* **SUPPLIED PASSAGE**:
:::

For a church, institutional memory functions like a well worn path, familiar, comfortable, safe, sure. But, it does not create conditions suited for cultivating new growth.

In order for new Gospel seeds to take root—the hard ground must be plowed, broken up and turned over. Plowing is long, hard, dirty and unpopular work. No one gets excited about plowing—but without it, there will be no possibility of new growth.What does the work of “plowing” look like in a Church RePlant ?

  • The Cessation of the “Well Worn”: whether it’s a program, a service time, a favorite fellowship, the style of music or what is communicated in the bulletin—plowing breaks up what was in order to do what’s next. In seeking to find what’s next—the congregation, Pastor and leaders must pray and plan together, relying on God to lead the way.

:::

* **STORED RECORDS**:
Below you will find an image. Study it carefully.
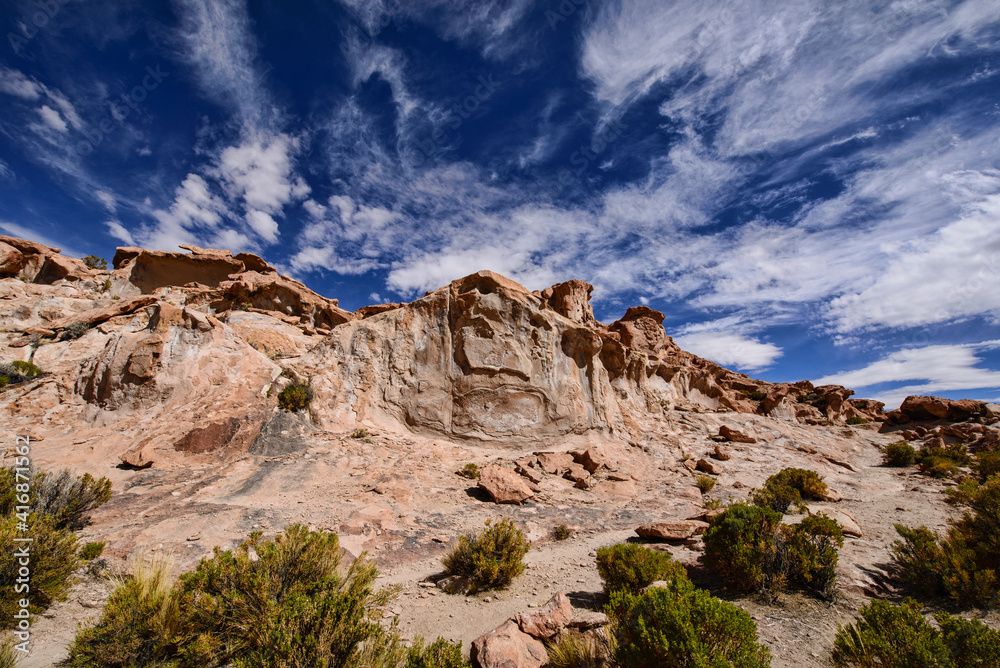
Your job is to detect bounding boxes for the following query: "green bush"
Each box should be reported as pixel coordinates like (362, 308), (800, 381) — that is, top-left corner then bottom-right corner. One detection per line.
(597, 543), (687, 594)
(545, 633), (608, 668)
(705, 503), (787, 594)
(973, 450), (1000, 482)
(406, 636), (472, 668)
(0, 515), (79, 628)
(752, 468), (827, 513)
(705, 503), (844, 599)
(781, 514), (844, 600)
(80, 541), (106, 561)
(696, 475), (715, 494)
(67, 525), (405, 668)
(83, 255), (108, 271)
(891, 477), (1000, 608)
(278, 383), (312, 413)
(882, 441), (917, 466)
(832, 599), (1000, 668)
(916, 443), (972, 478)
(441, 519), (531, 594)
(608, 578), (771, 668)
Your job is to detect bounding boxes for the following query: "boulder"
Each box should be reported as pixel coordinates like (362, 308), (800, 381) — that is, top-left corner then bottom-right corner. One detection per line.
(695, 459), (722, 475)
(516, 592), (573, 639)
(535, 452), (574, 475)
(719, 425), (757, 443)
(469, 619), (549, 668)
(635, 520), (708, 540)
(479, 464), (535, 503)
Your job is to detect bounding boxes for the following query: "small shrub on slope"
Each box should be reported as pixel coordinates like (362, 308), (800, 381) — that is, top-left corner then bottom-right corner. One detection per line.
(406, 637), (472, 668)
(882, 441), (917, 466)
(597, 543), (687, 594)
(752, 468), (827, 513)
(607, 577), (771, 668)
(441, 519), (531, 594)
(832, 600), (1000, 668)
(891, 476), (1000, 608)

:::

* **DESCRIPTION OF THE TASK**:
Pick up the passage on plowing in a church replant after its last sentence and carry it forward.

* **EXPECTED ANSWER**:
  • The introduction of a disruptive force: as a plow breaks into the ground it cuts, separates, lifts and turns over. Hard ground is transformed more and more into soft earth as the steel edge of the plow repetitively breaks into the ground. God’s word regularly and rightly proclaimed while empowered by the Holy Spirit, is the disruptive force that breaks into the hearts of people. Alone you cannot work to soften hard ground and hard hearts. The Word of God proclaimed in the power of the Spirit will serve to disrupt and dislodge the hard ground covering fertile soil.
  • Persistent Plodding: The hard places won’t be softened with one message, one prayer, or one strategic action list. Plowing is backbreaking row by row on repeat.
  • A Christ Centered Commitment: Jesus admonished his followers by saying that anyone who put their hand to the plow and then quit—is not worthy of his kingdom. Revitalization and Replanting Pastors know that turnarounds are never short—many experts believe it takes between 5-7 years for a once in decline or nearly dead church to come back to life. Stay in the work Pastor—the breakthrough is on the way!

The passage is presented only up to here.